> [Problem to work on]
Please pull out every line of the records that contains the string "sedan", matching case exactly.

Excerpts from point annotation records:

* * * * * * * * *

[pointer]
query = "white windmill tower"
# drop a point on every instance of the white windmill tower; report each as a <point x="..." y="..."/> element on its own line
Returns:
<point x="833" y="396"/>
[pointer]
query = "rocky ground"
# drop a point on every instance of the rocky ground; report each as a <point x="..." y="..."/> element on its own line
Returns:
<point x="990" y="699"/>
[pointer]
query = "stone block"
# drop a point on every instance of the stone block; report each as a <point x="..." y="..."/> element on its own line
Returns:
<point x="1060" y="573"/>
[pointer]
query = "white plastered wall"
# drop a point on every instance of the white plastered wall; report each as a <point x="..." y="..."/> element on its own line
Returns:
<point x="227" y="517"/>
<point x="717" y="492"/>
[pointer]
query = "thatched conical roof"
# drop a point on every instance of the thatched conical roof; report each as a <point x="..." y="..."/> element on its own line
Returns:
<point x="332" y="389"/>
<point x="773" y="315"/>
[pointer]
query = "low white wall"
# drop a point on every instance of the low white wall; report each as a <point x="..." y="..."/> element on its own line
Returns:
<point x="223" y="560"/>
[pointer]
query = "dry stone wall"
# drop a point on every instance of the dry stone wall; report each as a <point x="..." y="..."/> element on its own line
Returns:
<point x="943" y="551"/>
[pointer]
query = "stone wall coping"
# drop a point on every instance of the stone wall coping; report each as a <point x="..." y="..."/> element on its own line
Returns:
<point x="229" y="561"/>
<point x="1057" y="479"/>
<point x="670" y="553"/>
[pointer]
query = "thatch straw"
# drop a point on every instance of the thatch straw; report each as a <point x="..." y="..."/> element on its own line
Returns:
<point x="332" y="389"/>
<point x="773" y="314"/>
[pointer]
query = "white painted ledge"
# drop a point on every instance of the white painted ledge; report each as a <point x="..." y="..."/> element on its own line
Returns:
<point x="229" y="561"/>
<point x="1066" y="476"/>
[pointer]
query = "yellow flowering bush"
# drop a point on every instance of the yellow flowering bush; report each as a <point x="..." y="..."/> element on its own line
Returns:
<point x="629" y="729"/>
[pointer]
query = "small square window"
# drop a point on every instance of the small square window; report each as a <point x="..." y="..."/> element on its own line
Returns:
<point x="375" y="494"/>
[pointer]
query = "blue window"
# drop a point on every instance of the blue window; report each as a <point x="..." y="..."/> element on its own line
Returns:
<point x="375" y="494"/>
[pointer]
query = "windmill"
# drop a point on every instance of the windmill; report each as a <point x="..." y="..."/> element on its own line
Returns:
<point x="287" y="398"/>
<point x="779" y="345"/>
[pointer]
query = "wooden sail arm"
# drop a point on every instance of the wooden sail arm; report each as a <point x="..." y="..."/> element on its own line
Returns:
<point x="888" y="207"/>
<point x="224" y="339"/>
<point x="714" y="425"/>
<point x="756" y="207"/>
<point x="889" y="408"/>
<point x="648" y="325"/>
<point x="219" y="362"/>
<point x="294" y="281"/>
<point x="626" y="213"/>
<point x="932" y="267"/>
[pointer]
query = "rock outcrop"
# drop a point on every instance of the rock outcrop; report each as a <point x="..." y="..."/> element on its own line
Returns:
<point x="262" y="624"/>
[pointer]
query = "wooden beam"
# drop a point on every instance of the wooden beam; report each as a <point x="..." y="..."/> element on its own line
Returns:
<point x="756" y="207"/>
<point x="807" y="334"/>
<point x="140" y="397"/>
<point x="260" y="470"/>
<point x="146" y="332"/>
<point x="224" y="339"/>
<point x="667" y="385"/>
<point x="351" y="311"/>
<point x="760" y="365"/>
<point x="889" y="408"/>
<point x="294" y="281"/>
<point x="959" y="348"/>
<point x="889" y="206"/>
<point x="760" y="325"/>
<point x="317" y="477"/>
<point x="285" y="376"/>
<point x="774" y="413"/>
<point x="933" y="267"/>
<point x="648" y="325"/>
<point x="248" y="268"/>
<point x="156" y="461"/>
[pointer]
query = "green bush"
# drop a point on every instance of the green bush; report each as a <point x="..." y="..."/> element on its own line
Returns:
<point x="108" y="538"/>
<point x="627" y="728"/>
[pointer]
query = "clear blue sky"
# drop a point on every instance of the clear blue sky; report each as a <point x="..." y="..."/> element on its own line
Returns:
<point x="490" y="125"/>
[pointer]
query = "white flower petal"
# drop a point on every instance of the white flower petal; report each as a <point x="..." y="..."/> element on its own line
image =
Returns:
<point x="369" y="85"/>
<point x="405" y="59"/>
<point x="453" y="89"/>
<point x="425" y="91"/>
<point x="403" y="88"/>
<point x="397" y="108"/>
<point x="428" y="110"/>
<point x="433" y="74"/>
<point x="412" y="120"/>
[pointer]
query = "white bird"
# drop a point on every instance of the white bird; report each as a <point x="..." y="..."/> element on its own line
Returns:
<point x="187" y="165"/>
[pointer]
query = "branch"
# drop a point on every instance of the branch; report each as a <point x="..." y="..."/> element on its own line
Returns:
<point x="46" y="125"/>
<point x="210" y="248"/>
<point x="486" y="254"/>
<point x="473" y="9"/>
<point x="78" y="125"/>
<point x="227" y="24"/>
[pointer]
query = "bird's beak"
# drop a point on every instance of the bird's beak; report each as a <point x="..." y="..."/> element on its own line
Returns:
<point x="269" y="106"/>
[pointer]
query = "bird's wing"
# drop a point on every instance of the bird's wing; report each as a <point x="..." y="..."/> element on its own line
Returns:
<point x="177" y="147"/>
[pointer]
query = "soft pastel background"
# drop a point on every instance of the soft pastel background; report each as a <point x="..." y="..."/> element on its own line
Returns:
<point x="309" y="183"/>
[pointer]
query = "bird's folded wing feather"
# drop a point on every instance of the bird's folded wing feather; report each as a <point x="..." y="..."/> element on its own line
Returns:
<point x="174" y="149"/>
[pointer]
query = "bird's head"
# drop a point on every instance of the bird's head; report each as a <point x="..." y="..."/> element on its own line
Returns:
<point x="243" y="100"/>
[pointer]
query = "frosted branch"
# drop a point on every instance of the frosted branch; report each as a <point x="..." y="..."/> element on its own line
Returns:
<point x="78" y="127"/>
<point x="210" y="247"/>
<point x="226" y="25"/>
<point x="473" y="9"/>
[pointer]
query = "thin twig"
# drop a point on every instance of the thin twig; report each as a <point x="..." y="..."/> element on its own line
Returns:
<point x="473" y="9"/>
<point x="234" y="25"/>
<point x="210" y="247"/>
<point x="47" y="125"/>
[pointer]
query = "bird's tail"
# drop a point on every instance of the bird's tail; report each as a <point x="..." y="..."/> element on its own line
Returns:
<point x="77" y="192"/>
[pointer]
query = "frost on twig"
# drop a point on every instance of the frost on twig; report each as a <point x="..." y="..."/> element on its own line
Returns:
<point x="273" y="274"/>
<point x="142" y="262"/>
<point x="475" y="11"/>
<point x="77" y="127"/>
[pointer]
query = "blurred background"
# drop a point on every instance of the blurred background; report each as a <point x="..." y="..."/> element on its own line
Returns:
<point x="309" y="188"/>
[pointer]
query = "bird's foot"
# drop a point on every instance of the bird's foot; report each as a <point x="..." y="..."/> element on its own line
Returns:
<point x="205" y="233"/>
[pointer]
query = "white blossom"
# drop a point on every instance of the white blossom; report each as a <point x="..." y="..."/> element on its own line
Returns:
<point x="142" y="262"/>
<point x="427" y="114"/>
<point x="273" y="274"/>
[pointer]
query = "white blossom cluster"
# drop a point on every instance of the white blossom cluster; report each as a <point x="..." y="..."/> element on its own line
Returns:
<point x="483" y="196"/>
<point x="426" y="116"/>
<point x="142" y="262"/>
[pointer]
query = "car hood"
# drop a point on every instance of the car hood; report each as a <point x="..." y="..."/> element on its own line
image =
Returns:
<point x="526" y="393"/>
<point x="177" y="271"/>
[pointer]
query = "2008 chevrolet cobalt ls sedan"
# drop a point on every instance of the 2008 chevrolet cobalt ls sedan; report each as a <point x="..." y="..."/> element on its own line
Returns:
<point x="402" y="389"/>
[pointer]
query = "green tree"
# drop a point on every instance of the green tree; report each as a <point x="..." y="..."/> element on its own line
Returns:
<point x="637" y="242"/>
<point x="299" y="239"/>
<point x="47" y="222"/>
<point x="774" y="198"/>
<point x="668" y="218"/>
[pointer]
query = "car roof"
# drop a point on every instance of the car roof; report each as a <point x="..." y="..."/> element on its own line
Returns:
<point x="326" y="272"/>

* * * * * * * * *

> [Exercise output]
query = "2008 chevrolet cobalt ls sedan"
# drop a point on every instance of the 2008 chevrolet cobalt ls sedan; report each as a <point x="..." y="..."/> element on its own line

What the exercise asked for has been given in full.